ОТРЫВОК ИЗ ИСТОЧНИКА:
━━━

Другие города, особенно Сиена, в отличие от Рима, имели больше дурных предчувствий, как бы молодой папа не оказался непригоден к своему тяжкому бремени. Полагали также, что Лев X может проявить слишком много милости к своим родственникам и соотечественникам; подчеркивали его от природы обходительный и слабый характер. Но с другой стороны, доказывали, что человек такой незапятнанной репутации должен оказаться хорошим и миролюбивым папой, понтификат которого будет полезен для Церкви.
Все враги Франции в Риме радовались этому избранию, хотя многие не доверяли твердости Льва X. Но даже во Франции его избрание было принято благосклонно. Людовик XII заметил, что тот, кто возведен в высшее достоинство – хороший человек, от которого поэтому нельзя ожидать ничего, кроме хорошего. Посол императора Максимилиана в Риме, после описания избрания пишет следующее: «Папа, насколько мы пока способны составить мнение, будет действовать скорее как кроткий ягненок, чем как свирепый лев, и будет способствовать скорее миру, чем войне. Он будет добросовестно исполнять свои обязанности. Хотя он не будет другом французов, он не будет и их злейшим врагом, как Юлий II. Проявляя заботу о своей чести и доброй славе, он будет покровительствовать ученым, ораторам, поэтам и музыкантам; он будет возводить здания, и не пренебрежет ни своими религиозными обязанностями, ни своей заботой о Церковных государствах. За исключением войны против неверных, он не будет вовлечен в какую-либо иную, если не будет серьезно спровоцирован, и если, как это бывало, не будет принужден к ней. То, что он начинает, он также и завершит; он будет действовать осмотрительно и снисходительно».
Писатели превозносили в стихах и надписях этого любимца и покорителя судьбы. Гуманисты, которым новый папа был другом и покровителем даже в качестве кардинала, провозглашали на все стороны, что железный век ныне уступает дорогу золотому. Несомненно, Лев намеревался исполнить эти ожидания, и проявить себя самым великодушным из покровителей; но это было не все, ибо в начале своего понтификата он казался страстно желающим оправдать также и в церковной и политической областях хорошее мнение, которое о нем имелось.
Во Флоренции на всех улицах и площадях были воздвигнуты арки из цветов, лент и флагов. Художники – д’Аньоло, Бандинелли, Понтормо – украшали город к его приезду. Якопо Нарди готовил великолепную процессию, которая должна была изображать золотой век искусств. Горожане весело распевали песенку:
Но не было недостатка в тех, кто боялся за свободу родного города, в то время как другие, как истинные купцы, рассчитывали выгоды, которые это событие могло им принести. В этот период Медичи окончательно сблизились с феодальной средой: заключали брачные союзы с членами правящих династий, становились кардиналами, вели княжеский образ жизни.

━━━

Данные для привязки объектов по описаниям на естественном языке
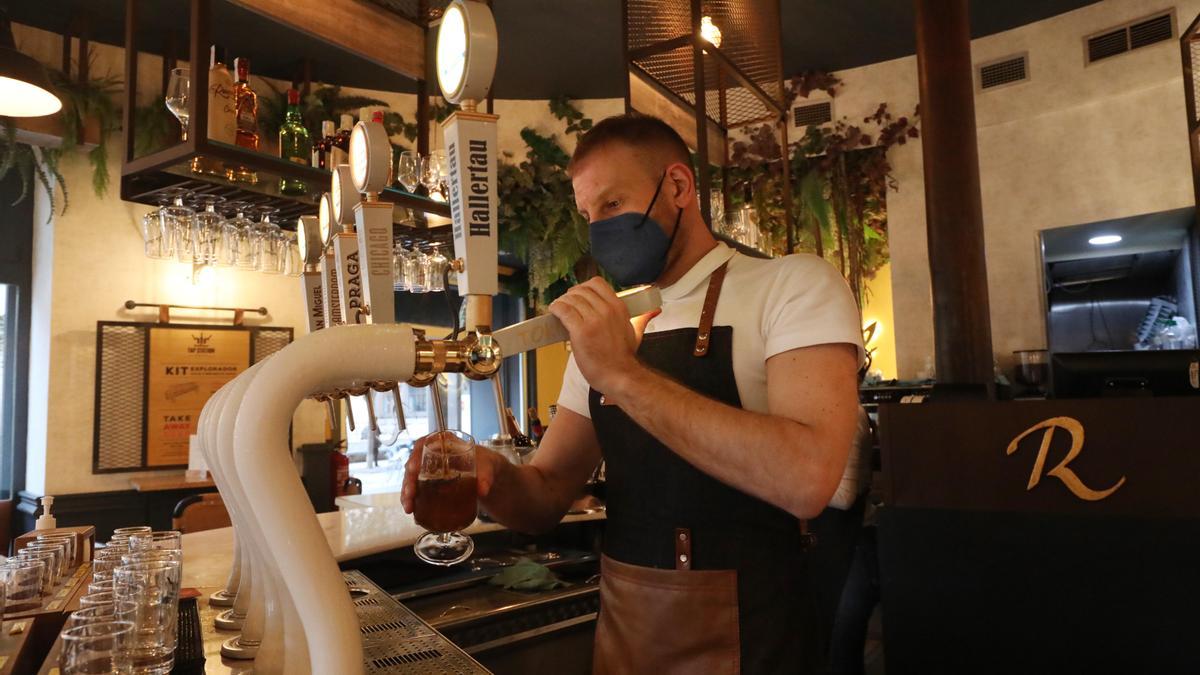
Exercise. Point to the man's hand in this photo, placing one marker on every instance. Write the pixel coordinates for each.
(485, 472)
(603, 339)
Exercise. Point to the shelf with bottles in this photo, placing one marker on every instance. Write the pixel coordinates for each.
(221, 149)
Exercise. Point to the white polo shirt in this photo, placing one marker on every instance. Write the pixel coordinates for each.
(773, 305)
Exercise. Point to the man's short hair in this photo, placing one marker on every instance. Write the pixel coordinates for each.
(648, 136)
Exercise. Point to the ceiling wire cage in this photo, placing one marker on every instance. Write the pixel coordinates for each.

━━━

ЦЕЛЬ ЗАДАНИЯ:
Продолжите текст об избрании папы Льва X, начиная сразу после его последнего предложения.

ИТОГ ЗАДАНИЯ:
Свои дни Лев Х стремился превратить в непрерывный праздник. Среди раззолоченных, обитых дорогим шелком покоев, среди драгоценных статуй и причудливых ваз рекою лилось вино, слышались шутки, смех, остроумные стихи. Лев не уставал, несмотря на свое нездоровье, устраивать пышные маскарады, скачки, театральные представления и сам был душой всех интеллектуальных развлечений. Традиционное для Медичи меценатство получило с ним новое развитие. Одаренные люди особо привечались при его просвещенном дворе. Любимцем Льва Х стал не хмурый, неприветливый Микеланджело, а молодой обаятельный Рафаэль. Ближайшее окружение папы составляли Макиавелли и Аретино. Последний вместо античных трагедий продвигал итальянские комедии нравов, в которых действовали авантюристы, аферисты, куртизанки – лица, характерные для эпохи и места. Все пять комедий Аретино, из которых наиболее интересны «Придворная жизнь» и «Лицемер», живо воспроизводили итальянский быт. Центральный образ «Лицемера» вдохновил Мольера на создание его «Тартюфа».
Принято считать, что Лев Х ничем не интересовался, кроме удовлетворения своей жажды наслаждений, охоты на вепрей и оленей, конских ристалищ и ловчих соколов. В доказательство приводили его слова: «Папство дается нам один раз, будем же веселиться и пользоваться им для нашего удовольствия». Неизвестно, действительно ли принадлежали ему эти великолепные в своем цинизме слова или их придумали злопыхатели, но стиль его правления полностью подтверждал дух высказывания. Однако на самом деле папа был миролюбивым и трезвым политиком. «И если он предпринимал военные действия, не столько им владело намерение объединить государства Италии под властью церкви, как он желал доставить родне привилегии и доходы в Романье и других местах поблизости от его престола».